Required task -
Decide whether each statement agrees with the text on John Mercer Langston and Oberlin, answering yes or no and quoting the deciding words. 1. Langston was the first African American licensed to practice law in the west. 2. Langston left home on the morning of September 13, 1858, to attend a church service. 3. Critics of the town called it the "United States of Oberlin."

John Mercer Langston and Oberlin's Antebellum African American Heritage

September 26, 1998,
First Church, Oberlin, Ohio
by William and Aimee Lee Cheek


During the middle decades of the nineteenth century, Oberlin was the most radical community in America and its African American inhabitants were determined to make it even more so.

To the Black leadership cohort of the "United States of Oberlin," as its threatened detractors derisively dubbed it, radical meant biracial egalitarianism, up to and including social equality. For the town's most illustrious black son, John Mercer Langston-- graduate of both the college and the theological department, first African American licensed to practice law in the west and the first to hold elected public office in the country--nothing short of black people working and living, attending school and engaging in politics "cheek by jowl" with whites would qualify as true freedom. Langston and his hometown black activist colleagues believed in Martin King's vision of the brotherhood of all human beings. They were prepared to utilize any and all available resources --moral, political, and even forcible resistance--to realize that noble dream.

These values were on conspicuous display in the Oberlin-Wellington Rescue, in Langston's reckoning, "at once the darkest and brightest day in the Calendar" of his home town. Perhaps nowhere better can we begin to understand Oberlin's antebellum heritage of African American activism than in taking another look at this significant episode in both local and national history.

Langston left home early on the morning of September 13, 1858, bent on official business in a neighboring county in his capacity as township clerk. Around him lay fields of turnips and potatoes. Harvest time had come to northern Ohio, but without a corresponding sense of well being.

Raw data -
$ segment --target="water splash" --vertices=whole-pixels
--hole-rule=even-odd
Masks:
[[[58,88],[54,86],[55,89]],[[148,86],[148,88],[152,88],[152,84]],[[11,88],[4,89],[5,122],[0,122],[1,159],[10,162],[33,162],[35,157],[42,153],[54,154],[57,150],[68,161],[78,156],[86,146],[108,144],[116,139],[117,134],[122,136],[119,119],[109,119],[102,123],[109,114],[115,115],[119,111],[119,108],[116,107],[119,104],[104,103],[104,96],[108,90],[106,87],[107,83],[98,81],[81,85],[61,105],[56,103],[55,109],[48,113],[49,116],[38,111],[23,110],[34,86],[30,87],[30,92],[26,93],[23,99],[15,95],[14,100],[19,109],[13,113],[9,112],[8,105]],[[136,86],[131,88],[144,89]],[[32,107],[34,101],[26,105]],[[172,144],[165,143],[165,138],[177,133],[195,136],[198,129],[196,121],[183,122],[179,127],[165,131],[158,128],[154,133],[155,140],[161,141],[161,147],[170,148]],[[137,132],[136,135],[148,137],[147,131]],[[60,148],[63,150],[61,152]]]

Correct response -
1. Yes: "first African American licensed to practice law in the west"
2. No: "bent on official business in a neighboring county in his capacity as township clerk"
3. Yes: "the "United States of Oberlin," as its threatened detractors derisively dubbed it"